#### [Source excerpt]
──────────────────────────────

MILEPOSTS Garage - The Online Classic Car Magazine Powermaster AlternatorImproving classic car charging system performance is not as easy as it might seem.

New high performance alternators are great at highway speeds, but they don't charge well at normal idle speeds
Everything from Hood Ornaments to Tail Lamps
Return to Index

Vol. 4, No. 4
December 16, 2007

Classic Car Charging System Upgrade
by Andrew Angove

Image: MILEPOSTS Garage

For those of us who like to drive our classic cars as much as possible, there never seems to be enough opportunities to do so. Weather is normally the #1 factor for me. I won't drive mine in the rain, or if the streets are still damp from rain. Ice and snow are obviously out of the question, as are a couple of weeks afterwards, since my community uses a salt/sand mixture on the roads when they get slick, and we all know that those two ingredients mixed together aren't kind to old cars.

Normally hot weather doesn't bother me too much, my car has a rebuilt engine, new water pump, radiator, hoses, etc., so it keeps its cool pretty well. I did get the A/C retrofitted and updated, so that I could also keep my cool while driving the car on hot days. Nights are OK as well, traffic isn't as bad and all those imperfections that are so obvious in the light of day disappear at night. Suddenly your classic car looks almost perfect. To quote Laura Branigan in her hit song Self Control, " the day, nothing matters, it's the night time that flatters..."

──────────────────────────────

#### [Work instructions]
A) In the classic car article, what does the author name as the number one factor in deciding when to drive?
B) Reproduce the part of the classic car article starting with "Classic Car Charging System Upgrade" and going on through "to old cars.".
The lines that come next are from a separate source, not the classic car article.

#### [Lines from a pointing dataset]

──────────────────────────────

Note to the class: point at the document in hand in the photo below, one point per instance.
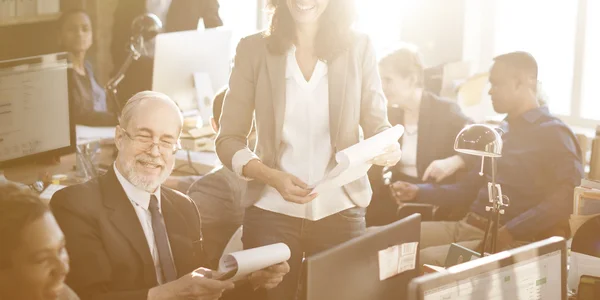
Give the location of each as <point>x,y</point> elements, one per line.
<point>354,161</point>
<point>238,265</point>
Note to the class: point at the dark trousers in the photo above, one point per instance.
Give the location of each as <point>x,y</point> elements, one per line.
<point>304,237</point>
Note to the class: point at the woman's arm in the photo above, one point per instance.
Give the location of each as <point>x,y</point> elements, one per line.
<point>373,111</point>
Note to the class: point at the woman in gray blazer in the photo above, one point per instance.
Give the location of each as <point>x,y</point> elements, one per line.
<point>312,84</point>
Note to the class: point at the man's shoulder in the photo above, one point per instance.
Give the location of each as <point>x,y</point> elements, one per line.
<point>84,196</point>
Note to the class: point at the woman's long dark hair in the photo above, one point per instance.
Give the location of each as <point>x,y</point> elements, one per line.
<point>333,37</point>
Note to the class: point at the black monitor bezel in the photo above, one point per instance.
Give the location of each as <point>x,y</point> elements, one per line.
<point>49,155</point>
<point>420,285</point>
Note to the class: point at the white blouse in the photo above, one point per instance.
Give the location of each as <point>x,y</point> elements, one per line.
<point>306,150</point>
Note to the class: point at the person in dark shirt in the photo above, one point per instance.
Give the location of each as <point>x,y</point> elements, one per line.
<point>431,124</point>
<point>175,15</point>
<point>87,97</point>
<point>539,168</point>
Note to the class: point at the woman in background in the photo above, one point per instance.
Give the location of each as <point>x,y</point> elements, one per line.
<point>431,125</point>
<point>311,82</point>
<point>87,97</point>
<point>33,258</point>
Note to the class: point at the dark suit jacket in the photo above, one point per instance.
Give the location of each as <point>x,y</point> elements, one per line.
<point>440,120</point>
<point>183,15</point>
<point>110,258</point>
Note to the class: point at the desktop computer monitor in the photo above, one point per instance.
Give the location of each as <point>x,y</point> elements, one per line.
<point>191,66</point>
<point>353,270</point>
<point>535,271</point>
<point>35,122</point>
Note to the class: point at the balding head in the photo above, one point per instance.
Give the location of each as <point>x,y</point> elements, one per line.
<point>513,79</point>
<point>147,137</point>
<point>148,98</point>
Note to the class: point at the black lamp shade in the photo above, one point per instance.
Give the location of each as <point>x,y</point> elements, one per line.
<point>480,140</point>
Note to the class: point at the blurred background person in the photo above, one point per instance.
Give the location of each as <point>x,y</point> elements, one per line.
<point>431,124</point>
<point>33,258</point>
<point>87,98</point>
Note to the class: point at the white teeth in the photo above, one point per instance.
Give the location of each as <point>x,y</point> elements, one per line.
<point>304,7</point>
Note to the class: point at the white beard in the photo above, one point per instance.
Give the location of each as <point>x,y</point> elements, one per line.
<point>145,183</point>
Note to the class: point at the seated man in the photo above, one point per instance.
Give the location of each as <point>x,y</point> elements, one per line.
<point>130,238</point>
<point>218,196</point>
<point>539,168</point>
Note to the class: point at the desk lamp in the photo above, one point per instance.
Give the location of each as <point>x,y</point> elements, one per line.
<point>143,29</point>
<point>485,141</point>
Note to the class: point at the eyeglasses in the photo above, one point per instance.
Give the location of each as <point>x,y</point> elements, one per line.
<point>146,143</point>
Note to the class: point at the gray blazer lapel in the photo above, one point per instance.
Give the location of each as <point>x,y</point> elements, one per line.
<point>337,71</point>
<point>276,67</point>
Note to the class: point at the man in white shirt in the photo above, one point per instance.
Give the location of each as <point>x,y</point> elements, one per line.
<point>130,238</point>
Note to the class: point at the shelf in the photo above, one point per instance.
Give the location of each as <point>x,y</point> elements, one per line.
<point>29,19</point>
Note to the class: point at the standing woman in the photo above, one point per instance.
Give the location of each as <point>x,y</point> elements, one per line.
<point>86,96</point>
<point>312,83</point>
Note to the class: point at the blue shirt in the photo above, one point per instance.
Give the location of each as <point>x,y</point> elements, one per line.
<point>539,169</point>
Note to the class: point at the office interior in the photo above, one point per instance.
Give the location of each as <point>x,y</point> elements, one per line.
<point>42,149</point>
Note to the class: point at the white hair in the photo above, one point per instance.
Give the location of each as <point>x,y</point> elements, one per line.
<point>136,99</point>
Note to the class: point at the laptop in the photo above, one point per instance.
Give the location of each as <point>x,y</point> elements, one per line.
<point>360,268</point>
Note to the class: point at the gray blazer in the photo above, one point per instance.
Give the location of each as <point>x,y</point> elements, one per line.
<point>257,88</point>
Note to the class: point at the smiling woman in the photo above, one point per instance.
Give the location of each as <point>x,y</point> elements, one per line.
<point>33,258</point>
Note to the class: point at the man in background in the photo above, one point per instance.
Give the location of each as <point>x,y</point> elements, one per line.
<point>218,196</point>
<point>539,168</point>
<point>176,15</point>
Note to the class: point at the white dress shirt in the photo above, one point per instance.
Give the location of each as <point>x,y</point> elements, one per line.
<point>408,162</point>
<point>140,200</point>
<point>306,150</point>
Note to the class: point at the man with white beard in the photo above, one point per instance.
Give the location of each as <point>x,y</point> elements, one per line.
<point>130,238</point>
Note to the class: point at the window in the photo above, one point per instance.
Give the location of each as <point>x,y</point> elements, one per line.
<point>590,99</point>
<point>381,19</point>
<point>240,16</point>
<point>547,30</point>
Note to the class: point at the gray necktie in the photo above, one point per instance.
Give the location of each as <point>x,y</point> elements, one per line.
<point>162,243</point>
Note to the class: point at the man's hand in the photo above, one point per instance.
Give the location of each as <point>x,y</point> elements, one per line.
<point>390,158</point>
<point>195,285</point>
<point>442,168</point>
<point>403,191</point>
<point>290,187</point>
<point>270,277</point>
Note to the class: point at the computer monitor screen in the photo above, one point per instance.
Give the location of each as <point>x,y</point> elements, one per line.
<point>34,109</point>
<point>191,66</point>
<point>354,269</point>
<point>535,271</point>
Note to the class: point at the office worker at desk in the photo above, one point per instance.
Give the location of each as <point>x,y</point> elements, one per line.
<point>539,168</point>
<point>431,124</point>
<point>218,196</point>
<point>33,258</point>
<point>87,98</point>
<point>130,238</point>
<point>176,15</point>
<point>311,82</point>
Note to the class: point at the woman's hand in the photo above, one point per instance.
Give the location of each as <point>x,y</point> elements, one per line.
<point>390,158</point>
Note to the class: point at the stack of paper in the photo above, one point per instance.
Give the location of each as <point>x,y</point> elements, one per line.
<point>354,162</point>
<point>238,265</point>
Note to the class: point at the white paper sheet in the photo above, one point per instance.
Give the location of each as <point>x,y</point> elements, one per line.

──────────────────────────────

#### [The results]
A) Weather

B)
Classic Car Charging System Upgrade
by Andrew Angove

Image: MILEPOSTS Garage

For those of us who like to drive our classic cars as much as possible, there never seems to be enough opportunities to do so. Weather is normally the #1 factor for me. I won't drive mine in the rain, or if the streets are still damp from rain. Ice and snow are obviously out of the question, as are a couple of weeks afterwards, since my community uses a salt/sand mixture on the roads when they get slick, and we all know that those two ingredients mixed together aren't kind to old cars.